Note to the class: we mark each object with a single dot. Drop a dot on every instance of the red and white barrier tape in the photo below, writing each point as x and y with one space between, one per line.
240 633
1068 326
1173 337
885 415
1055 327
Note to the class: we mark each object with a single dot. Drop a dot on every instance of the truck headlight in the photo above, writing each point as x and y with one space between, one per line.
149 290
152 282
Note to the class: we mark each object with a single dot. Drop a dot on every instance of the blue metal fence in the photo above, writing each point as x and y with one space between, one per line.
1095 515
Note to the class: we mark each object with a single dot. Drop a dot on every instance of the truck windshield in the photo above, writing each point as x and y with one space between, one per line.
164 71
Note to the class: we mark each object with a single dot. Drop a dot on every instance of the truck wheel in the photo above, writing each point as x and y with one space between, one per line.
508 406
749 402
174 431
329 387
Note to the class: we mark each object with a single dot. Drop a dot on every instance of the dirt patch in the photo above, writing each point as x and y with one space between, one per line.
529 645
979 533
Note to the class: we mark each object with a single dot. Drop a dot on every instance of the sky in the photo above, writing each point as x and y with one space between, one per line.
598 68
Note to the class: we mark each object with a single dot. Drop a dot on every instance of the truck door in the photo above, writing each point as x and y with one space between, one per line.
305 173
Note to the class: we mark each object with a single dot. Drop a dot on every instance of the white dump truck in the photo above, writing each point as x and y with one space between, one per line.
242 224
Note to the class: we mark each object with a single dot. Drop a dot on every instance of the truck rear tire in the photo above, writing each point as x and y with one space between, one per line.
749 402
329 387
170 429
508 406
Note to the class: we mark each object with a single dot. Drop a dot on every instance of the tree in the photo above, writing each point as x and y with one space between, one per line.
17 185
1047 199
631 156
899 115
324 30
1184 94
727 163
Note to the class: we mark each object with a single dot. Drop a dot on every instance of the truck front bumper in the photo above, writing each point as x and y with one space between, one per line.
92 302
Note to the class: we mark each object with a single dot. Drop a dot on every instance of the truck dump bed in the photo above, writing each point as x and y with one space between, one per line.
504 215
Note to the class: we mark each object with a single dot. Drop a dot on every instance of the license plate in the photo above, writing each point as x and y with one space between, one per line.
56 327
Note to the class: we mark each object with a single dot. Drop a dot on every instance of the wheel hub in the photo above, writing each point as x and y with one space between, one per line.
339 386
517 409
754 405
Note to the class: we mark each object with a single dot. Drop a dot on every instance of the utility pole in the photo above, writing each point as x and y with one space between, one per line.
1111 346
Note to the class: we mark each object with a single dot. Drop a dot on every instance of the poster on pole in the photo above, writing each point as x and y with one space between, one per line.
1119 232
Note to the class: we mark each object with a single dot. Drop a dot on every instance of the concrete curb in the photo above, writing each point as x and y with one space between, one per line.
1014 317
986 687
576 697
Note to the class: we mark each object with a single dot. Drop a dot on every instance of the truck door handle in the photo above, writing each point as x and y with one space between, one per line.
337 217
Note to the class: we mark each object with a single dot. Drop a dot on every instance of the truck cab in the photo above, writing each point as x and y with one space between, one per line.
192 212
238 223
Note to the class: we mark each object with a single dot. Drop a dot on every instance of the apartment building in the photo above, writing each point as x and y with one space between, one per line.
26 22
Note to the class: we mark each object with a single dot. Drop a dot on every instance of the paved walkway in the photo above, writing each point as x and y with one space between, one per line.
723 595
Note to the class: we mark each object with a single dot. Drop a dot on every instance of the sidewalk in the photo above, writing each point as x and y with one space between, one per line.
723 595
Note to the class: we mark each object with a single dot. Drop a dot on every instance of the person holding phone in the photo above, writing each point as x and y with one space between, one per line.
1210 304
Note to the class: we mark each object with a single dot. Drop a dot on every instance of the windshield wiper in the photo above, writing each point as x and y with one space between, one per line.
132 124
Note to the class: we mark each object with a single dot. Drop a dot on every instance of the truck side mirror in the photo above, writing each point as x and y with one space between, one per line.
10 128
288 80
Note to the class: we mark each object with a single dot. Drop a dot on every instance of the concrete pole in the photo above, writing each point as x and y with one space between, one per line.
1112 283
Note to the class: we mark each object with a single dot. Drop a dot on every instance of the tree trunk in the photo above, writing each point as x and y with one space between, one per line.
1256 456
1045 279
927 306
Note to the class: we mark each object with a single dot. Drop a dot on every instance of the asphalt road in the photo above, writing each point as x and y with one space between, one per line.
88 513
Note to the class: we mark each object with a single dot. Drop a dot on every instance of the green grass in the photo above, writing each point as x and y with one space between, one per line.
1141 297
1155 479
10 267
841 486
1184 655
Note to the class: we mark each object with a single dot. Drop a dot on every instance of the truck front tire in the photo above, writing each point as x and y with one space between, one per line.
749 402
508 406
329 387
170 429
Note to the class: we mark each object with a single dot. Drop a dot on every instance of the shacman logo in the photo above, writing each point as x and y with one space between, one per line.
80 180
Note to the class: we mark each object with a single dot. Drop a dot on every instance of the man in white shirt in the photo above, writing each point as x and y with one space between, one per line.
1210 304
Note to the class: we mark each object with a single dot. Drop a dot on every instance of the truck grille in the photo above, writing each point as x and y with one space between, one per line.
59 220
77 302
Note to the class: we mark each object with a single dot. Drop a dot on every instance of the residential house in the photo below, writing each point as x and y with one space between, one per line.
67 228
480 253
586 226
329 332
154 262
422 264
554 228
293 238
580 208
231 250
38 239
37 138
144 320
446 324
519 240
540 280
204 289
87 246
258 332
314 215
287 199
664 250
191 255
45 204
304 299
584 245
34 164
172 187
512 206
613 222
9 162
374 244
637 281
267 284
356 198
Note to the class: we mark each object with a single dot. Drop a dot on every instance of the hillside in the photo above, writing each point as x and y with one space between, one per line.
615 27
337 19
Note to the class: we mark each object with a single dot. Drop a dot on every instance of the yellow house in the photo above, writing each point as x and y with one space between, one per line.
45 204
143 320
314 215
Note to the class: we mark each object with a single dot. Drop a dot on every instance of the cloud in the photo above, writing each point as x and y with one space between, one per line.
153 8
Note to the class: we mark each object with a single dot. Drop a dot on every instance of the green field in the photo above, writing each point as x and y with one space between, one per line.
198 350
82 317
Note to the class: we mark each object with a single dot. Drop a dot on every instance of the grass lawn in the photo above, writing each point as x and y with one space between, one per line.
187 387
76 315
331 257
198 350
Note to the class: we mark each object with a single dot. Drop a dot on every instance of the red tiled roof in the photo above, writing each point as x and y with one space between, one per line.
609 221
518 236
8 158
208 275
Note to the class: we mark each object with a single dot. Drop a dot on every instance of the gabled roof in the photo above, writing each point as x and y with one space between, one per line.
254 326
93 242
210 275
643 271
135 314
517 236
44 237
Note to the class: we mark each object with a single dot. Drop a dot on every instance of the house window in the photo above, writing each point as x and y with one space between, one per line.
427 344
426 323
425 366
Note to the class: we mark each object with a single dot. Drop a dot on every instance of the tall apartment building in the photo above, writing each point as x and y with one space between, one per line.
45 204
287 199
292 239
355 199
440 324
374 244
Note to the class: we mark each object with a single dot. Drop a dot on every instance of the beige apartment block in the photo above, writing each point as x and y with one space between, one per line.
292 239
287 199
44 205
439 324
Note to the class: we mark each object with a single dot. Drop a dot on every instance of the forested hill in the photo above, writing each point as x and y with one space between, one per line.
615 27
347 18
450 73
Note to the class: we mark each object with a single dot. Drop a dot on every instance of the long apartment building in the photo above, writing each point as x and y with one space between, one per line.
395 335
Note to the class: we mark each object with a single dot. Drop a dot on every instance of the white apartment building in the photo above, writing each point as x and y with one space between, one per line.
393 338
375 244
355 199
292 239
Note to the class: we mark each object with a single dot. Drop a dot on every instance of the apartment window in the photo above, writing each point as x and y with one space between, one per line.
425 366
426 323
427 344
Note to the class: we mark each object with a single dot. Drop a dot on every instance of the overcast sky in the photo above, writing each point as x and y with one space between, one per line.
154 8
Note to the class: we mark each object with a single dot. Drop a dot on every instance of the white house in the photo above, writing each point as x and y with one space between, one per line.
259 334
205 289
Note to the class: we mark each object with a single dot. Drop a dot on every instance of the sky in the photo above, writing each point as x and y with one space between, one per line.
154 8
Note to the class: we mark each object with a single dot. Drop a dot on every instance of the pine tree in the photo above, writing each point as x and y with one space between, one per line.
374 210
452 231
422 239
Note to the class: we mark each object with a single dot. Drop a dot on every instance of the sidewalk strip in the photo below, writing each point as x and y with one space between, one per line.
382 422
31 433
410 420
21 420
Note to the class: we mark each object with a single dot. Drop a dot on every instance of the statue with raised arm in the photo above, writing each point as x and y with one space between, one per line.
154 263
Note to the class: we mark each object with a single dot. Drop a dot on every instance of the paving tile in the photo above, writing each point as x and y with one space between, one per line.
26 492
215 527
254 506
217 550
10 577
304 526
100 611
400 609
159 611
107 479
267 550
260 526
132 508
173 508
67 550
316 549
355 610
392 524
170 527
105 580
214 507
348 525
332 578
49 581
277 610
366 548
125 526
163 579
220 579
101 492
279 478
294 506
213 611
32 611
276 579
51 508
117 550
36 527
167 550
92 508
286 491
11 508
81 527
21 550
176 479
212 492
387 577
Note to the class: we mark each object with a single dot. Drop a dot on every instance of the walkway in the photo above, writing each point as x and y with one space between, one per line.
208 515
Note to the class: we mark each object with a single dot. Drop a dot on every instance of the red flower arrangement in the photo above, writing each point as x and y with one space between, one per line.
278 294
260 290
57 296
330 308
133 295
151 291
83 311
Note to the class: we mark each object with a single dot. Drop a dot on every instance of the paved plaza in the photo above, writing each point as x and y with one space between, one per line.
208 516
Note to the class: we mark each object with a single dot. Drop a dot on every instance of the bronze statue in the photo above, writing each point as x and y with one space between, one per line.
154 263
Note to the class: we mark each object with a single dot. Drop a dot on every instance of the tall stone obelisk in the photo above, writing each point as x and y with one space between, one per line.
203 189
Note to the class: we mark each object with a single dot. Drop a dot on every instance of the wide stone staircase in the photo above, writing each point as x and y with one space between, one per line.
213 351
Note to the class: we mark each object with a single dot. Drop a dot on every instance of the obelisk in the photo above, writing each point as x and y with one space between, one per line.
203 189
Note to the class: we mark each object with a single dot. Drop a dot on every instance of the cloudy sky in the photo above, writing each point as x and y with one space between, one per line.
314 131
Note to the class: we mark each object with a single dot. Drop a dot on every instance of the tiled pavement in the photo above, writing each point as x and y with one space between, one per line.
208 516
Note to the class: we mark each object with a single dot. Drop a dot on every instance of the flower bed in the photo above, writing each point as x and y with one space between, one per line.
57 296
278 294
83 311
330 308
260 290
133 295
········
What is expected
Starting at the line that contains "the paved plaza", write out every line to the end of the entries, exactly as given.

Problem solution
Note to the class: we mark each object with a single dot. Drop a dot on every instance of the paved plaza in the photo above, writing each point as x and y with one space between, one per line.
208 516
Note to the class: we mark each object with a single dot. Drop a dot on every instance of the bronze statue in the photo above, writing each point as x and y with one space between, one per line.
154 263
Note to the class: we mark each object with a single dot. Drop a dot on every instance of the tall stone obelisk in the photo above, writing each point as x and y with one space between, one per line.
203 189
Note to the class: we mark each object with a single dot. Drop a dot on every instance of the wide stone staircase in the photo above, writing each point as x and y with one space between, one per line.
213 351
Note to the class: we mark each object with a single dot. Drop a dot on every instance of the obelisk in the photo above, writing each point as x and y with one space between, one per line.
203 189
Note to the class: we mark each object with a single dot. Drop a dot on every instance of the cloudy sky in the photo above, writing each point as x and y with one space between, one per line.
314 131
Note to the class: we mark each object with a single dot. Drop a dot on every instance of the tiled pavement in the photo above, writing each point as x and y with one space between, one per line.
208 516
Note to the class: we mark each object with a single dot. Drop a dot on every instance of the flower bed in the photo above, writing each point as x and y with one space between, one per line.
57 296
278 294
83 311
330 308
260 290
133 295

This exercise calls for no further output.